_Excerpt to read_
- - - -
As college acceptances and denials arrive we are a mix of emotions. And so is our senior!

Change is in the air whether it’s a job, a gap year or college looming on the horizon. Other parents have kids preparing to go in the fall to middle or high school or even preschool. Time does not stand still. Our kids are growing! And at some time in the future they will be leaving us.

How well I remember driving away from the dorm after leaving Susy at college. Just the week before we had left Libby, her twin and soul mate, at another college. These were the last of our five children. My husband John had planned a romantic night at a mountain inn on the way home. Not a good decision. Instead, I cried all the way home. My poor husband. It was not just the fact that my last were leaving it was also the pain of their being separated for the first time ever. It had been their decision and it proved to be a wise one in their maturity but at the time all I felt was grief.

From the time our child is born we know this day will come and part of raising them involves preparing them to leave – as healthy, confident adults. But most of us don’t factor in the sadness it will bring us!

Some parents coddle their children too much and others give too much freedom too soon. Our challenge is finding the balance. Raising kids who will be ready to leave involves intentional planning at each stage of their development. Here are a few tips:

1. Raising confident, independent kids begins when they are small.
- - - -
_Input data_
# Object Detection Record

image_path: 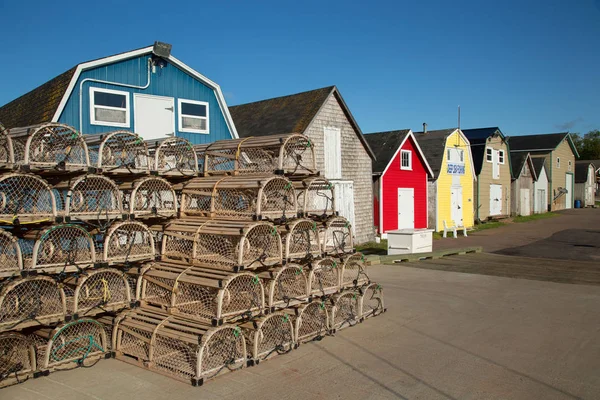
- - - -
_Work order A_
In the excerpt about kids leaving home, what had John planned for the drive home after Susy was left at college?
_Work order B_
Transcribe the excerpt about kids leaving home word for word, from "Change is in" up to and including "be leaving us.".

_Expected output A_
A romantic night at a mountain inn.

_Expected output B_
Change is in the air whether it’s a job, a gap year or college looming on the horizon. Other parents have kids preparing to go in the fall to middle or high school or even preschool. Time does not stand still. Our kids are growing! And at some time in the future they will be leaving us.